Stored items:
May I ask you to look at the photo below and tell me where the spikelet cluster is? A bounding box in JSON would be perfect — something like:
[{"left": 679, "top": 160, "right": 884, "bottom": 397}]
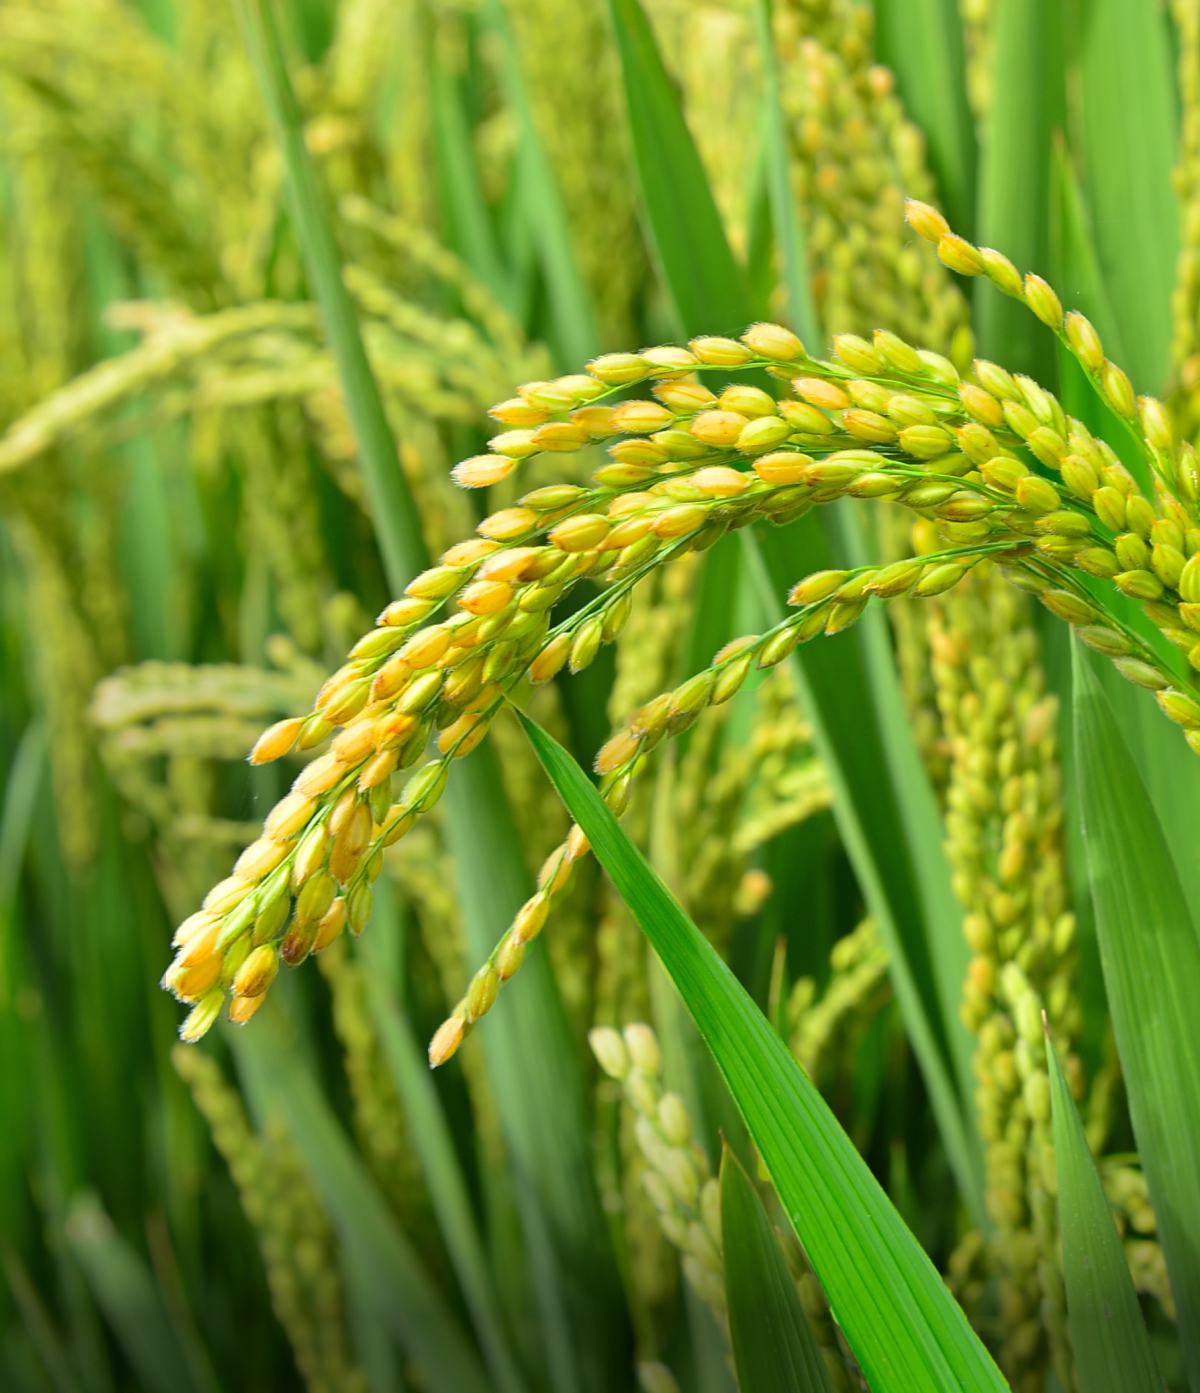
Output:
[
  {"left": 167, "top": 213, "right": 1200, "bottom": 1048},
  {"left": 1101, "top": 1161, "right": 1176, "bottom": 1321},
  {"left": 786, "top": 918, "right": 890, "bottom": 1090},
  {"left": 589, "top": 1025, "right": 727, "bottom": 1336}
]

> **TASK DIRECTIONS**: Write out every entry exactly. Pictures do not belong in the copy.

> **YOUR SOLUTION**:
May I ask you to look at the photo below and tell me where the spikelet cluster is? A bounding box in JSON would be perfect — something like:
[{"left": 679, "top": 160, "right": 884, "bottom": 397}]
Output:
[
  {"left": 167, "top": 213, "right": 1200, "bottom": 1048},
  {"left": 1101, "top": 1161, "right": 1176, "bottom": 1321},
  {"left": 786, "top": 918, "right": 890, "bottom": 1090},
  {"left": 589, "top": 1025, "right": 727, "bottom": 1336}
]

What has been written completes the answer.